Texto selecionado
###

Em seu discurso de saída, na manhã desta sexta (24), Sergio Moro não apenas descolou definitivamente Jair Bolsonaro do combate à corrupção, mas denunciou pressão do presidente da República para manipular a ação da Polícia Federal.

E ao questionar a razão do desejo de trocar o diretor-geral da instituição sem nenhum motivo técnico, o agora ex-ministro da Justiça e Segurança Pública indicou tentativa de obstrução em investigações por parte de Bolsonaro. Na prática, Moro imputou um crime de responsabilidade, ao vivo, na TV. Ou melhor, vazou mais uma conversa comprometedora da República. Mas, desta vez, o gravador era ele mesmo.

Poucas pessoas ajudaram tanto a eleger um presidente quanto Moro. E poucas podem contribuir tanto com sua derrocada, ainda mais se os lavajatistas – base conjuntural de Bolsonaro – resolverem segui-lo.

Nesse sentido, ele posicionou o presidente abaixo daquilo que os moristas mais odeiam: o PT. Elogiou mais de uma vez a gestão de Dilma Rousseff e Luís Inácio Lula da Silva, que – segundo ele – não interferiram na Polícia Federal como o atual governo, o que possibilitou – em sua avaliação – o combate à corrupção. Nada ofende mais Bolsonaro do que essa afirmação.

O então juiz da Lava Jato foi um dos principais responsáveis por impedir a candidatura do ex-presidente Lula, correndo com a polêmica condenação por conta do Triplex, no Guarujá, para que uma decisão em segunda instância o tirasse do páreo – o que veio a acontecer. O líder petista era o único que derrotava o atual presidente nas pesquisas de intenção de voto.

Moro chegou a interferir na campanha eleitoral diretamente quando, seis dias antes do primeiro turno de 2018, divulgou trechos de uma delação de Antonio Palocci. A própria força-tarefa dos procuradores explicou que elas não traziam nada de útil para a investigação. Mas algo que não tem força nos autos do processo pode ter impacto na política.

###

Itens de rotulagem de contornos
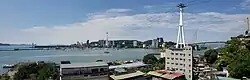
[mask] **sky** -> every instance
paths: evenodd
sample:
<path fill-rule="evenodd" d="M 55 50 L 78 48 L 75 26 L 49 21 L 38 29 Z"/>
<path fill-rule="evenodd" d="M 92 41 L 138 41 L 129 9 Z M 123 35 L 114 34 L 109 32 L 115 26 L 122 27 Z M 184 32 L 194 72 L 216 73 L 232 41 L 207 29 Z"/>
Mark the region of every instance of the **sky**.
<path fill-rule="evenodd" d="M 187 43 L 229 40 L 250 17 L 250 0 L 0 0 L 0 43 L 72 44 L 106 32 L 110 40 L 175 42 L 179 3 L 187 5 Z"/>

###

Exercício escrito A
Liste todas as pessoas citadas pelo nome no texto selecionado.
Exercício escrito B
Reescreva as entradas de rotulagem de contornos como um CSV de duas colunas, entrada e resposta, com uma linha por entrada. Cada valor deve ficar em um único campo entre aspas, com as quebras de linha trocadas por espaços, e as imagens devem ficar de fora.
O texto selecionado e as entradas não têm relação entre si.

Solução do problema A
Sergio Moro
Jair Bolsonaro
Dilma Rousseff
Luís Inácio Lula da Silva
Antonio Palocci

Solução do problema B
entrada,resposta
"[mask] **sky** -> every instance paths: evenodd sample: <path fill-rule=""evenodd"" d=""M 55 50 L 78 48 L 75 26 L 49 21 L 38 29 Z""/> <path fill-rule=""evenodd"" d=""M 92 41 L 138 41 L 129 9 Z M 123 35 L 114 34 L 109 32 L 115 26 L 122 27 Z M 184 32 L 194 72 L 216 73 L 232 41 L 207 29 Z""/> Mark the region of every instance of the **sky**.","<path fill-rule=""evenodd"" d=""M 187 43 L 229 40 L 250 17 L 250 0 L 0 0 L 0 43 L 72 44 L 106 32 L 110 40 L 175 42 L 179 3 L 187 5 Z""/>"